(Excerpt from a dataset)
==*==

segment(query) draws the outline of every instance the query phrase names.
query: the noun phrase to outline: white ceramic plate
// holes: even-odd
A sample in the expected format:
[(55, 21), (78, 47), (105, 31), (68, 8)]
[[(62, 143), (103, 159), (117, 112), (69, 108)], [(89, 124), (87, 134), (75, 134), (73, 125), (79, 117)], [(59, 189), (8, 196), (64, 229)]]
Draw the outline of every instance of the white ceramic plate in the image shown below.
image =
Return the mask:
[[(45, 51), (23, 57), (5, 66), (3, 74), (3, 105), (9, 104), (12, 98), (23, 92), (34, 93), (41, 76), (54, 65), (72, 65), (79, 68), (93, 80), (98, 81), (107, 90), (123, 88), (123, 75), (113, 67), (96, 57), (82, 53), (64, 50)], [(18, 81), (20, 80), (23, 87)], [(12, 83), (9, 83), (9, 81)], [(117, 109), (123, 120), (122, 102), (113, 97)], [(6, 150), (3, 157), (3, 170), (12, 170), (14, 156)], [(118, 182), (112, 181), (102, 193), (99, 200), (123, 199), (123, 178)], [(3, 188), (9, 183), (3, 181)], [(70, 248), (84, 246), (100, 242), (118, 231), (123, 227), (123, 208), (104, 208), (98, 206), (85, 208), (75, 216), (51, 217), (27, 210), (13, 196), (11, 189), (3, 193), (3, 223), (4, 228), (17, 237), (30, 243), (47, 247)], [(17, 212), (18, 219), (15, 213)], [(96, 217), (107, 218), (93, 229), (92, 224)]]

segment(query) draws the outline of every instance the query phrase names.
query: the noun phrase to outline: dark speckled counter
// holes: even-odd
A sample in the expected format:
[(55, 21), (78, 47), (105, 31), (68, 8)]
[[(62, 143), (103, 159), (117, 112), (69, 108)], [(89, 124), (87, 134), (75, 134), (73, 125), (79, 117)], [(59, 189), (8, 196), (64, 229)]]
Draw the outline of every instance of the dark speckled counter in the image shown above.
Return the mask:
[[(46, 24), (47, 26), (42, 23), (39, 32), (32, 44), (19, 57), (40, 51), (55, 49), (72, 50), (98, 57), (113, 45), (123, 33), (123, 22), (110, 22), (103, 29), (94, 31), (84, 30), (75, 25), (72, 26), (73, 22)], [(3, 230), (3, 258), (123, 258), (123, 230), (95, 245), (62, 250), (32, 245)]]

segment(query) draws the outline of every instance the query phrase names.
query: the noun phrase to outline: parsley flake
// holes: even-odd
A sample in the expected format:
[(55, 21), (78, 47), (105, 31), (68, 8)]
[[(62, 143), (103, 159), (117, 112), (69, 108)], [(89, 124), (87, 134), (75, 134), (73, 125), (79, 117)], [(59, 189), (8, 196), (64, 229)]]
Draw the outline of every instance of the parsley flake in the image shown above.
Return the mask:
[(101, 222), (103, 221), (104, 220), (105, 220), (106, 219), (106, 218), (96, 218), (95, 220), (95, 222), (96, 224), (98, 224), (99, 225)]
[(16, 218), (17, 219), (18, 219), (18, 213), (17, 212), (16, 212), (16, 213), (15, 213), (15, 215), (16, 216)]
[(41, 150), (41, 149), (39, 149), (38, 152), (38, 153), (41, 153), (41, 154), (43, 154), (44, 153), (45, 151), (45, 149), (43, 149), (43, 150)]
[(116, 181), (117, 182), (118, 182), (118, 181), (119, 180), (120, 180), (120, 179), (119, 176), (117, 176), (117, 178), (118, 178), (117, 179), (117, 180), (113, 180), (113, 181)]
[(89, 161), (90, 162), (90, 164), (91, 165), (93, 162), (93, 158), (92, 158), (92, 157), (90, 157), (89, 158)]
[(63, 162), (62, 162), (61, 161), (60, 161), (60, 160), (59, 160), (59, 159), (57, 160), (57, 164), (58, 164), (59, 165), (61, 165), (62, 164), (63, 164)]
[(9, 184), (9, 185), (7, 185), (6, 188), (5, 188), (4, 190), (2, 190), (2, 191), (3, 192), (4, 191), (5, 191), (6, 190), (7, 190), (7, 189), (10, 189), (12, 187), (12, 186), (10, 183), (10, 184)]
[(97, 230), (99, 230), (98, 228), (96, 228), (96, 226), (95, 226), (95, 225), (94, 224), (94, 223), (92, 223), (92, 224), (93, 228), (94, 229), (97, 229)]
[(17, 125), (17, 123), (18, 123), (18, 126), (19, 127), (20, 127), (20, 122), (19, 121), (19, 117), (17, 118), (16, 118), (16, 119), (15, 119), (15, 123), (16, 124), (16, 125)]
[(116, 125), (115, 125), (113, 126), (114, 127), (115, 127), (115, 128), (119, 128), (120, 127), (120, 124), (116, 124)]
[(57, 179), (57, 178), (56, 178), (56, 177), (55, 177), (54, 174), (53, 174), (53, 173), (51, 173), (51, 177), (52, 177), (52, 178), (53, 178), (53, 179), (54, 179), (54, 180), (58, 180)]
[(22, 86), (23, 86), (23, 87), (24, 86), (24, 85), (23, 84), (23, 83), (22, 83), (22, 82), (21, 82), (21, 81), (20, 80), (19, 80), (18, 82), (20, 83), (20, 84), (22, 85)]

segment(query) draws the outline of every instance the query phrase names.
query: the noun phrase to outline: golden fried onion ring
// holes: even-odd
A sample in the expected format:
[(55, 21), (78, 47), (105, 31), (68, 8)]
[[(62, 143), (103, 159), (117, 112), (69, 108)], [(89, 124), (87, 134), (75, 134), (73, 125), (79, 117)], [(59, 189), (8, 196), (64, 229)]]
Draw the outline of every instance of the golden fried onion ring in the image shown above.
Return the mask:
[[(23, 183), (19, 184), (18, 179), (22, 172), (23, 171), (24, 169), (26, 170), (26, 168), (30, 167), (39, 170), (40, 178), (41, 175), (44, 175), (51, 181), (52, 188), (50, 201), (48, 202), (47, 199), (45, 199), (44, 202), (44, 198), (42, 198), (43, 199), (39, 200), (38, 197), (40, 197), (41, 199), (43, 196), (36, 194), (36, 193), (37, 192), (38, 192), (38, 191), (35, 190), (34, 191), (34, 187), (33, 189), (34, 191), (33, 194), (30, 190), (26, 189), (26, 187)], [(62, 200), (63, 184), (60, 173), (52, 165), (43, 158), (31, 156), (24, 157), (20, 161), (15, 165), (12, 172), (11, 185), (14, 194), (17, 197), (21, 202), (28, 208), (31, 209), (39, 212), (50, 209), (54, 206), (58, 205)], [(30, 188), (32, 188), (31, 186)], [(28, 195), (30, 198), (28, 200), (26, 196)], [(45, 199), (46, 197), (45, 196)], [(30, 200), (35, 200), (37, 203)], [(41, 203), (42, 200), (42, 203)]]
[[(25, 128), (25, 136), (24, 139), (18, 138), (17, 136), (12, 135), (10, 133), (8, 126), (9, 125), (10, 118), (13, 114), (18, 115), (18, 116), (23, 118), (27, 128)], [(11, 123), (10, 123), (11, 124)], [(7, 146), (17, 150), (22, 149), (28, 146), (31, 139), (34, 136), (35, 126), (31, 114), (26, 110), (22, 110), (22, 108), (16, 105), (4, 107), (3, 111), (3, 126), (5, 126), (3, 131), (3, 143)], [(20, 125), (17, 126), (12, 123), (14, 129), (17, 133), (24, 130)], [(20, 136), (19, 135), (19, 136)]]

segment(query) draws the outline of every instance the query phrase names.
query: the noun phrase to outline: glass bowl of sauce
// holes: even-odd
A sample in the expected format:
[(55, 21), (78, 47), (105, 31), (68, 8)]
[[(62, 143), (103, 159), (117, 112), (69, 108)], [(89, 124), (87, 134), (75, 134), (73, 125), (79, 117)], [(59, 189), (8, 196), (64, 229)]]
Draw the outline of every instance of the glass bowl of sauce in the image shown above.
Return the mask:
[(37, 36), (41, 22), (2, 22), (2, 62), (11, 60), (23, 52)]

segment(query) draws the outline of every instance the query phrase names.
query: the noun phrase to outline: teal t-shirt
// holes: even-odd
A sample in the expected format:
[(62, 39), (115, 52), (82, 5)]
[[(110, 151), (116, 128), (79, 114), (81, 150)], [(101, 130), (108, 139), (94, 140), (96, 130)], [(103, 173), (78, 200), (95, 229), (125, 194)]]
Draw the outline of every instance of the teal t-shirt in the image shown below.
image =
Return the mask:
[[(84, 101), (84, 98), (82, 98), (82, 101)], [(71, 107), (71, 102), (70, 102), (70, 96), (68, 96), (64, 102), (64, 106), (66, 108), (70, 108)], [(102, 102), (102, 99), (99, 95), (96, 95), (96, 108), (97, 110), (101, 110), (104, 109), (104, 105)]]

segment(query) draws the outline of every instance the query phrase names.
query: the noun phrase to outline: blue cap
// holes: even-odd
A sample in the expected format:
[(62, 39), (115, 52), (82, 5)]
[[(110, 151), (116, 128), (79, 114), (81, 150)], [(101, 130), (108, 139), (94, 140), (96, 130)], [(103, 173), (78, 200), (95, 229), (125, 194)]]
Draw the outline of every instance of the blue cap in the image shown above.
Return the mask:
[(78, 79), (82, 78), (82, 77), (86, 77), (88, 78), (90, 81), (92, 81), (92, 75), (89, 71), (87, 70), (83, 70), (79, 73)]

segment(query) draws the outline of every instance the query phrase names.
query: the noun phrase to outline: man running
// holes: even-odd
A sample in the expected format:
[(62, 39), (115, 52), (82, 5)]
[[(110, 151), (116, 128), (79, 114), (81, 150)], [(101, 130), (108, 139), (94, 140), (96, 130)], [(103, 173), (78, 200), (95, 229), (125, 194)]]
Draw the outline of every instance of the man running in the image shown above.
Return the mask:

==*==

(WORK REQUIRED) Return every line of the listing above that contains the word "noun".

(THE ANSWER)
query: the noun phrase to outline: white ceramic plate
query: the noun phrase to outline: dark speckled counter
query: the noun phrase to outline: parsley flake
query: the noun phrase to outline: golden fried onion ring
query: the noun phrase to outline: glass bowl of sauce
query: the noun phrase to outline: teal t-shirt
query: the noun phrase to outline: blue cap
query: the noun phrase to outline: man running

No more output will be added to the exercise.